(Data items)

[Start of section]

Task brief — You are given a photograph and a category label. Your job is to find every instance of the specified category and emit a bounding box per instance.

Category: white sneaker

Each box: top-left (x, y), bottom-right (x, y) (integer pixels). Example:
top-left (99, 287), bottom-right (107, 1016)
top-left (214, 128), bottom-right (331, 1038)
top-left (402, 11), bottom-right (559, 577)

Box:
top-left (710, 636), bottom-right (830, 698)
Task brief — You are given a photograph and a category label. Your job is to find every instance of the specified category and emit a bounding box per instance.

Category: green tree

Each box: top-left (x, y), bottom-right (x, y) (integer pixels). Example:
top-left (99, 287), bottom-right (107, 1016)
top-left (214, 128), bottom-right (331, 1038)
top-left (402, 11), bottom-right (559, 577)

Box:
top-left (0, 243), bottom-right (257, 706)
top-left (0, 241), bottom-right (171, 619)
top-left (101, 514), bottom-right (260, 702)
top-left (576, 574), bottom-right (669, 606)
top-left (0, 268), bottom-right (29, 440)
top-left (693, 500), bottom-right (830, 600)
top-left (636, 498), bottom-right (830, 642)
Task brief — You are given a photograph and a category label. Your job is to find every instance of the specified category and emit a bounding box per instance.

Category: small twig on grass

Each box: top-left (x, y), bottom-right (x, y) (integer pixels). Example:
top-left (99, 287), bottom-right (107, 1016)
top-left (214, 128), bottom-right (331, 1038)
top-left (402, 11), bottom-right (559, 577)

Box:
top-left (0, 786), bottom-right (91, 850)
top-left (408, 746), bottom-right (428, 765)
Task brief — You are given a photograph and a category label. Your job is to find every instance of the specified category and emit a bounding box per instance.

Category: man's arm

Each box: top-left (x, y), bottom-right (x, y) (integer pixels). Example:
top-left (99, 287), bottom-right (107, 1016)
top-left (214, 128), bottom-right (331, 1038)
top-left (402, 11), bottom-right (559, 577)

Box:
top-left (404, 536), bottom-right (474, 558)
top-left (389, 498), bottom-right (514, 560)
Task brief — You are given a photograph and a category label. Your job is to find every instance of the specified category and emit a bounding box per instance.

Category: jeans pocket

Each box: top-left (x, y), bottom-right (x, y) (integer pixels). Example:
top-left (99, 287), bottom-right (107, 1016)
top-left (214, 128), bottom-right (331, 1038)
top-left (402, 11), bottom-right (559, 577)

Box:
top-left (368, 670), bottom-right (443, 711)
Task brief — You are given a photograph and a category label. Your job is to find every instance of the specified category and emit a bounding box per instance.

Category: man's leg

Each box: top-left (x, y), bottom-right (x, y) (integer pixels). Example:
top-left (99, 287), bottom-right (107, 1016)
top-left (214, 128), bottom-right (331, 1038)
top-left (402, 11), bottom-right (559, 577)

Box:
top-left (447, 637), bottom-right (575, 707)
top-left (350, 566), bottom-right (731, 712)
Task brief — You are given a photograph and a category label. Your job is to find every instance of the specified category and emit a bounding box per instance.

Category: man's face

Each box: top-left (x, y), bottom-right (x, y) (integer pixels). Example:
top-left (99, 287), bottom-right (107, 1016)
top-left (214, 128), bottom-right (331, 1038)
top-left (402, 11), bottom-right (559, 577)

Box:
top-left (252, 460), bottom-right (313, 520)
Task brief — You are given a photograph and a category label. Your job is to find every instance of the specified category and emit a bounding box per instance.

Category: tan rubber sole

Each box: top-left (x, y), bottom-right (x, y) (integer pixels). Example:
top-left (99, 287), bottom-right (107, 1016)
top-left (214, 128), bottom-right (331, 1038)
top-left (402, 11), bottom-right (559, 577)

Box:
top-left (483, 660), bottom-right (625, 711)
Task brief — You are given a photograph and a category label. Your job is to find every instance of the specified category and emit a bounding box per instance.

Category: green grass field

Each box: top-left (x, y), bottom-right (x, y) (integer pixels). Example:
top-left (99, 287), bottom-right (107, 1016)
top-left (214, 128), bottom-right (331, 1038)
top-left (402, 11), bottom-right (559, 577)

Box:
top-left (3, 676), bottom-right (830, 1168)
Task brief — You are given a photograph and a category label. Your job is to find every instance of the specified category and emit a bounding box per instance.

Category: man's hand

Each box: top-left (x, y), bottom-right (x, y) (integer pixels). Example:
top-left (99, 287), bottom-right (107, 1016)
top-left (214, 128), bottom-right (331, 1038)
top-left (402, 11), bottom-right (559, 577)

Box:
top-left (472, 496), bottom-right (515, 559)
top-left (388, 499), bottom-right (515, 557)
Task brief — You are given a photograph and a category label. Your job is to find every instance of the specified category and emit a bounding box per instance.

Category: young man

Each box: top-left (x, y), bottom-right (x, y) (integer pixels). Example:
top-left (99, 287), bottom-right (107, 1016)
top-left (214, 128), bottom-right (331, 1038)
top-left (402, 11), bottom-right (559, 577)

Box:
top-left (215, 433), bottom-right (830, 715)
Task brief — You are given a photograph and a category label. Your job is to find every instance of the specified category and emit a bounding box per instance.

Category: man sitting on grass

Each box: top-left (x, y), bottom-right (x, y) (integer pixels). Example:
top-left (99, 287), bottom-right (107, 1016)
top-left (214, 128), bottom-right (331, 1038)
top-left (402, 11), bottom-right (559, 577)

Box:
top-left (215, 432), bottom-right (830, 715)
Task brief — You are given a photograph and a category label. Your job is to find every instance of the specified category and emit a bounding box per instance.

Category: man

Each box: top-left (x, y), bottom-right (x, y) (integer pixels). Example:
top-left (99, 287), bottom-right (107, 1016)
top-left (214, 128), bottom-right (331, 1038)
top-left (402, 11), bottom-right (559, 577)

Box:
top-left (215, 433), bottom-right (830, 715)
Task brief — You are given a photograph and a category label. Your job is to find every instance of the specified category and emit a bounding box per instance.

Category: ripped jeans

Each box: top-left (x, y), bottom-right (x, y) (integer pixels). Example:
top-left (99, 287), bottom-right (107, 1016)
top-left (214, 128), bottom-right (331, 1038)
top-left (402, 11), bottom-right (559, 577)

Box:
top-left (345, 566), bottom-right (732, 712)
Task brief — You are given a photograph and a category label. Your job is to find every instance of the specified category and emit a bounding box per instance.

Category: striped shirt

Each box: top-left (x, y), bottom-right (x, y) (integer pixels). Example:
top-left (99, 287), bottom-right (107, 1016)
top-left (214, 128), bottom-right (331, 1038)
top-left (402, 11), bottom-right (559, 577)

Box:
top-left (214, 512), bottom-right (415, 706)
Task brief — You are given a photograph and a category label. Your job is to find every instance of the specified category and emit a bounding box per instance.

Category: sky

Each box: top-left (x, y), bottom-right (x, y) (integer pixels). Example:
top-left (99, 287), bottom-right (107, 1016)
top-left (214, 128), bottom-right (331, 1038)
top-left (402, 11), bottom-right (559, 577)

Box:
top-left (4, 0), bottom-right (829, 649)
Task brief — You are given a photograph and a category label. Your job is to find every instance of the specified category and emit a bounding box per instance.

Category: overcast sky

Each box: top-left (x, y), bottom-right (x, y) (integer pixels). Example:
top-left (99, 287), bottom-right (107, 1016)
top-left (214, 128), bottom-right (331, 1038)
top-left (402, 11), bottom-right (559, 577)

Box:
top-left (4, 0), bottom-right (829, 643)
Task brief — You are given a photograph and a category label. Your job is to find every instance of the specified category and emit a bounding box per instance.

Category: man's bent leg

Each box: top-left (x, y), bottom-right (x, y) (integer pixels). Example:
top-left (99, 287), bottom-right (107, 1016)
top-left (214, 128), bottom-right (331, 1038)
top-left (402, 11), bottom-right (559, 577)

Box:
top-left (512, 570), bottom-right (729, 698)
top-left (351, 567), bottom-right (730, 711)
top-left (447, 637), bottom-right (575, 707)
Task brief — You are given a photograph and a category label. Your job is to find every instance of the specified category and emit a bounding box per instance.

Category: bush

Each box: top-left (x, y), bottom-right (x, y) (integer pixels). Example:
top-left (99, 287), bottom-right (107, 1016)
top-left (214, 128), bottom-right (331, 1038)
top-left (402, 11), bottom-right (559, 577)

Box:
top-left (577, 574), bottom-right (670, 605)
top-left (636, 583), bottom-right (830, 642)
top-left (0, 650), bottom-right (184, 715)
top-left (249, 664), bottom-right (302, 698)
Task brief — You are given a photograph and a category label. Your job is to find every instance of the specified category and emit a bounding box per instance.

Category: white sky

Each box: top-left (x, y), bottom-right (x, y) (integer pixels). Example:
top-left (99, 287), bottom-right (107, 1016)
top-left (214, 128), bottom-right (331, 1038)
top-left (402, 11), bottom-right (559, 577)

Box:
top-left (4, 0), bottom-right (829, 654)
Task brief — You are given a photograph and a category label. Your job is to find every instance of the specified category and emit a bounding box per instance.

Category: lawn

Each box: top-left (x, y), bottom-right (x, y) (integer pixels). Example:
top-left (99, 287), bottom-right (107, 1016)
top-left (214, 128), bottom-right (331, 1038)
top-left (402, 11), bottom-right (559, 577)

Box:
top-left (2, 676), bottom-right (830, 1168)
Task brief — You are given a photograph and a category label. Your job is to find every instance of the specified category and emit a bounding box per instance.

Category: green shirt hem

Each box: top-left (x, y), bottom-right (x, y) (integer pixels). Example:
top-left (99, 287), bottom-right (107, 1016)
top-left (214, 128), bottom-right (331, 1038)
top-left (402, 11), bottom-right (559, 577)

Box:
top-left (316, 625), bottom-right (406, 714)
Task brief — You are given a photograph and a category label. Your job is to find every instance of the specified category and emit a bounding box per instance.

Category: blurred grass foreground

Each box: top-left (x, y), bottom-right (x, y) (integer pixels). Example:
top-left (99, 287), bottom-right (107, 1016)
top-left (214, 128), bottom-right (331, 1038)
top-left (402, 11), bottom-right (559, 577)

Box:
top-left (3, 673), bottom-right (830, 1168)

[End of section]

▶ **TASK TO CARRY OUT**
Now copy each line of the entries that mentions "jeans".

▶ **EXERCISE ANSWER**
Category: jeans pocket
Category: ripped jeans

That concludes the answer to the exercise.